» Instruções do exercício:
Responda com base no texto abaixo:
1. Em que parte da noite quem escreve tem acordado na última semana?
2. Que obra e que artista são citados no início do texto?
3. Como o texto descreve as mudanças que vão acontecer com o tempo?

» Texto:
::::::::
Angelus Novus, Paul Klee.
Na última semana andei acordando
no meio da madrugada, ansiosa, cansada, doida para dormir de novo mas com um
imenso impulso de abrir os olhos e ir ver o que acontece no mundo. Coisa de
gente meio louca. Acho que os últimos tempos foram demais para mim. Não lido
bem com lobos solitários, guerras, bombas caindo na cabeça de crianças, balas
perdidas em favela, adolescentes que consideram o assassinato em massa como uma
boa opção, policiais matando negros por serem negros. A vontade, às vezes, é de
gritar de impotência. O mundo seguirá sendo o que é, as mudanças vão acontecer com
o tempo mas são coletivas e não dependem do meu desejo. Parece tolo por ser
óbvio? Deve ser os dois, tolo e óbvio, mas não muda o que sinto.
::::::::
[Registros contidos em um conjunto de dados]
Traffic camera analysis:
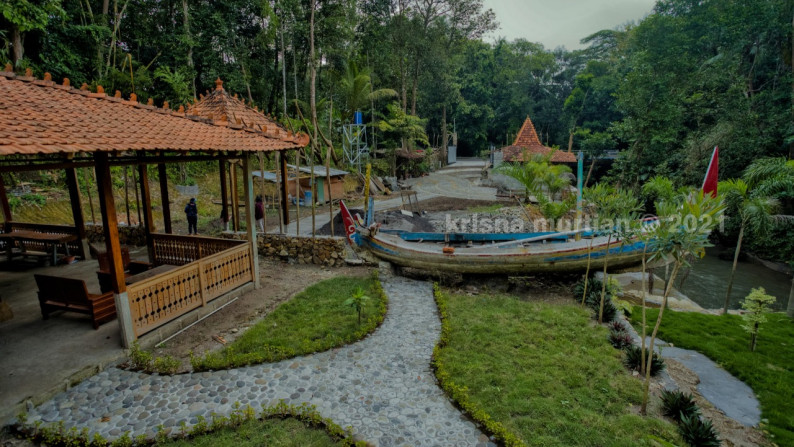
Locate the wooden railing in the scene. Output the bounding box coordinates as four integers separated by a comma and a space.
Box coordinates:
0, 222, 82, 259
127, 243, 254, 337
152, 233, 246, 265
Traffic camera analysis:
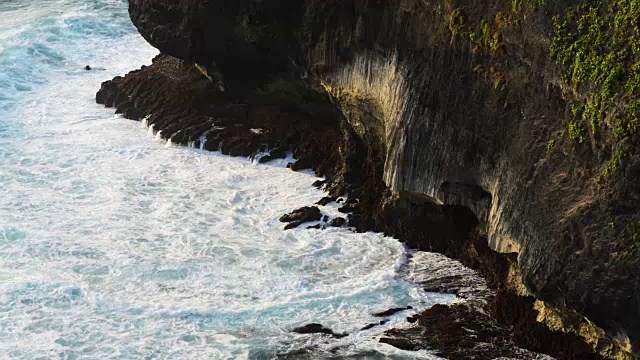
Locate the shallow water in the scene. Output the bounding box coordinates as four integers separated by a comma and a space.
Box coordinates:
0, 0, 455, 359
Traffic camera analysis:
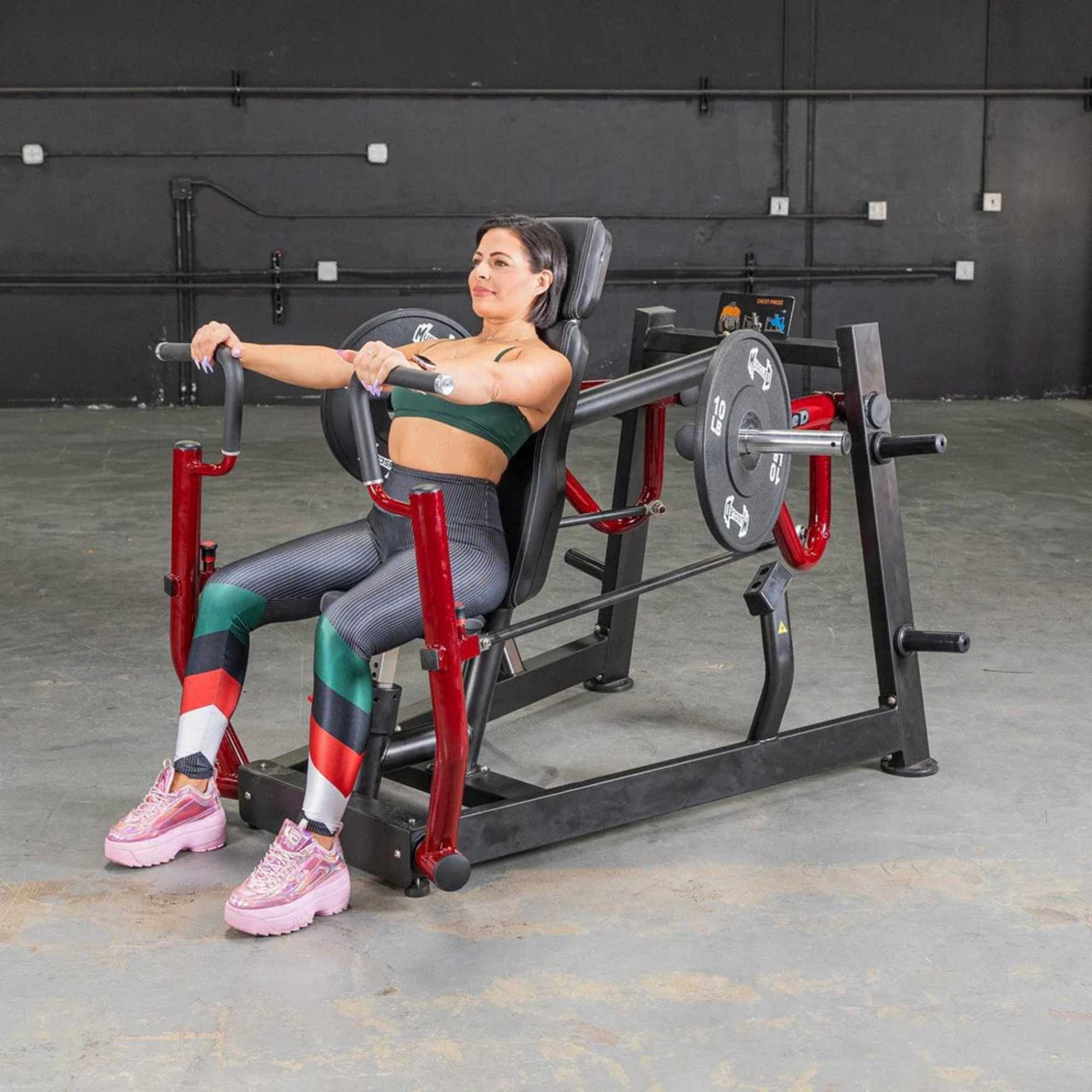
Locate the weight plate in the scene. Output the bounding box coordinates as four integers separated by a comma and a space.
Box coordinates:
693, 330, 792, 554
319, 307, 470, 480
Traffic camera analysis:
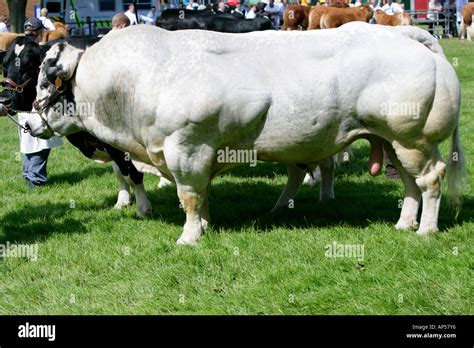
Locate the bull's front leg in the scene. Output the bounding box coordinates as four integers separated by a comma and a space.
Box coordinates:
164, 134, 216, 245
272, 164, 306, 212
383, 141, 421, 230
106, 146, 152, 218
112, 162, 132, 209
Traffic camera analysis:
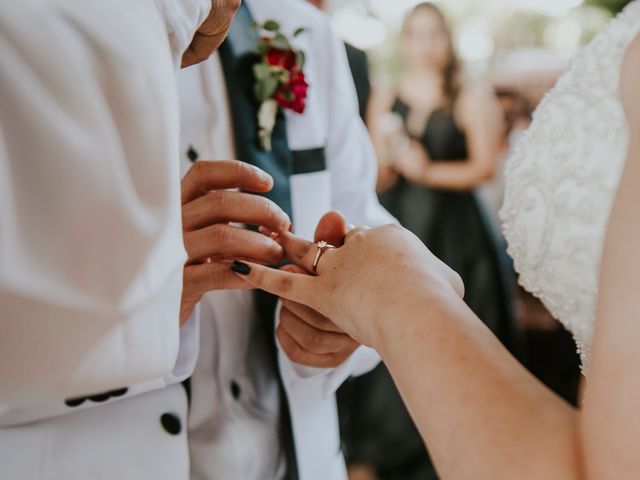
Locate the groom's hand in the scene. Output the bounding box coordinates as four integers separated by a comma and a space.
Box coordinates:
180, 160, 291, 325
181, 0, 241, 68
276, 212, 360, 368
276, 265, 360, 368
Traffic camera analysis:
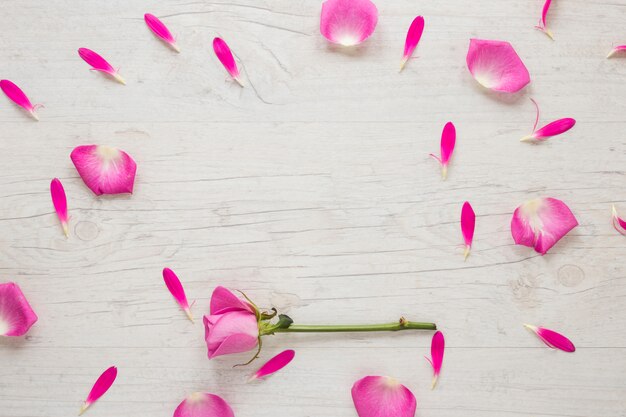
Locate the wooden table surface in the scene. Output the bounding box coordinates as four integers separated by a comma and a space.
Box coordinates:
0, 0, 626, 417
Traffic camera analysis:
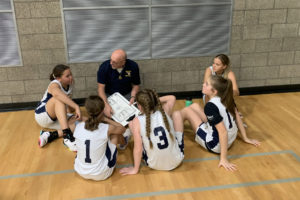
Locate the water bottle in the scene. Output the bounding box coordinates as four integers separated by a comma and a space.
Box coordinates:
185, 97, 193, 107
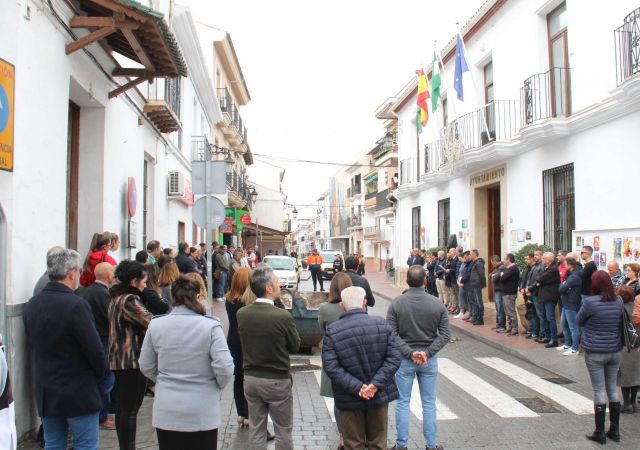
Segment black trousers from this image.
[156,428,218,450]
[233,370,249,419]
[309,264,324,291]
[113,369,147,450]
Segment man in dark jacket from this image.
[466,250,487,325]
[387,266,451,450]
[82,264,115,430]
[344,256,376,307]
[23,250,106,449]
[558,258,582,356]
[536,252,560,348]
[176,242,198,274]
[322,286,400,449]
[499,253,520,336]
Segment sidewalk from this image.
[366,271,589,383]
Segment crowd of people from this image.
[407,246,640,443]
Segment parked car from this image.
[320,250,344,280]
[262,255,300,290]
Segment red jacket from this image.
[80,251,116,287]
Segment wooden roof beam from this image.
[109,76,153,98]
[121,30,156,72]
[65,27,118,55]
[69,16,140,30]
::::::::
» O resultado:
1. No meio da madrugada.
2. Angelus Novus, de Paul Klee.
3. São coletivas e não dependem do desejo de quem escreve.